▶ [Task requirements]
- a) Summarize the message below in two sentences.
- b) Reproduce everything in the message below from "Sender: linux-kernel-owner@vger.kernel.org" down to "in the changelog.", switching "changelog" to "commit message".
- c) Which mail client is listed in the message's User-Agent header?

From mboxrd@z Thu Jan  1 00:00:00 1970
Return-Path: <linux-kernel-owner@vger.kernel.org>
Received: (majordomo@vger.kernel.org) by vger.kernel.org via listexpand
        id S965874AbdACUka (ORCPT <rfc822;w@1wt.eu>);
        Tue, 3 Jan 2017 15:40:30 -0500
Received: from mx2.suse.de ([195.135.220.15]:53409 "EHLO mx2.suse.de"
        rhost-flags-OK-OK-OK-OK) by vger.kernel.org with ESMTP
        id S1758315AbdACUkU (ORCPT <rfc822;linux-kernel@vger.kernel.org>);
        Tue, 3 Jan 2017 15:40:20 -0500
Date: Tue, 3 Jan 2017 21:40:14 +0100
From: Michal Hocko <mhocko@kernel.org>
To: Tetsuo Handa <penguin-kernel@I-love.SAKURA.ne.jp>
Cc: akpm@linux-foundation.org, hannes@cmpxchg.org, rientjes@google.com,
        mgorman@suse.de, hillf.zj@alibaba-inc.com, linux-mm@kvack.org,
        linux-kernel@vger.kernel.org
Subject: Re: [PATCH 0/3 -v3] GFP_NOFAIL cleanups
Message-ID: <20170103204014.GA13873@dhcp22.suse.cz>
References: <20161220134904.21023-1-mhocko@kernel.org>
 <20170102154858.GC18048@dhcp22.suse.cz>
 <201701031036.IBE51044.QFLFSOHtFOJVMO@I-love.SAKURA.ne.jp>
 <20170103084211.GB30111@dhcp22.suse.cz>
 <201701032338.EFH69294.VOMSHFLOFOtQFJ@I-love.SAKURA.ne.jp>
MIME-Version: 1.0
Content-Type: text/plain; charset=us-ascii
Content-Disposition: inline
In-Reply-To: <201701032338.EFH69294.VOMSHFLOFOtQFJ@I-love.SAKURA.ne.jp>
User-Agent: Mutt/1.6.0 (2016-04-01)
Sender: linux-kernel-owner@vger.kernel.org
List-ID: <linux-kernel.vger.kernel.org>
X-Mailing-List: linux-kernel@vger.kernel.org

On Tue 03-01-17 23:38:30, Tetsuo Handa wrote:
> Michal Hocko wrote:
> > On Tue 03-01-17 10:36:31, Tetsuo Handa wrote:
> > [...]
> > > I'm OK with "[PATCH 1/3] mm: consolidate GFP_NOFAIL checks in the allocator
> > > slowpath" given that we describe that we make __GFP_NOFAIL stronger than
> > > __GFP_NORETRY with this patch in the changelog.

▶ [Supplied data]
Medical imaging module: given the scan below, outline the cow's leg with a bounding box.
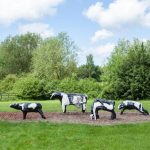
[38,109,46,119]
[111,110,116,119]
[137,106,149,115]
[62,104,66,113]
[23,111,27,120]
[95,109,99,119]
[120,108,125,115]
[82,104,86,113]
[93,107,97,120]
[143,108,149,115]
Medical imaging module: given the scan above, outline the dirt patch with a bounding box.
[0,112,150,125]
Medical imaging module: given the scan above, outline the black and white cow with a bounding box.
[10,103,46,119]
[90,99,116,120]
[118,100,149,115]
[50,92,87,113]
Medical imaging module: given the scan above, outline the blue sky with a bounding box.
[0,0,150,65]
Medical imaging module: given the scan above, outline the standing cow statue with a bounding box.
[90,99,116,120]
[50,92,87,113]
[118,100,149,115]
[10,103,46,119]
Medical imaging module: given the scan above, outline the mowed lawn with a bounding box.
[0,100,150,150]
[0,121,150,150]
[0,99,150,112]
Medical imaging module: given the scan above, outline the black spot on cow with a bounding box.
[10,103,46,119]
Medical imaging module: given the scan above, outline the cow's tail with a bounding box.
[111,110,116,120]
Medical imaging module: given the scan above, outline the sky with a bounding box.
[0,0,150,66]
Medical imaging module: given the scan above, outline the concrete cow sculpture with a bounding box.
[90,99,116,120]
[10,103,46,119]
[118,100,149,115]
[50,92,87,113]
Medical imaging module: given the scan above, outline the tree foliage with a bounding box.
[0,33,40,78]
[32,33,76,80]
[77,54,101,81]
[102,39,150,99]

▶ [Replies]
- a) Michal Hocko replies to Tetsuo Handa on the linux-kernel list in the thread "[PATCH 0/3 -v3] GFP_NOFAIL cleanups." The quoted text shows Tetsuo Handa saying he is OK with "[PATCH 1/3] mm: consolidate GFP_NOFAIL checks in the allocator slowpath" as long as the changelog says the patch makes __GFP_NOFAIL stronger than __GFP_NORETRY.

- b)
Sender: linux-kernel-owner@vger.kernel.org
List-ID: <linux-kernel.vger.kernel.org>
X-Mailing-List: linux-kernel@vger.kernel.org

On Tue 03-01-17 23:38:30, Tetsuo Handa wrote:
> Michal Hocko wrote:
> > On Tue 03-01-17 10:36:31, Tetsuo Handa wrote:
> > [...]
> > > I'm OK with "[PATCH 1/3] mm: consolidate GFP_NOFAIL checks in the allocator
> > > slowpath" given that we describe that we make __GFP_NOFAIL stronger than
> > > __GFP_NORETRY with this patch in the commit message.

- c) Mutt/1.6.0 (2016-04-01)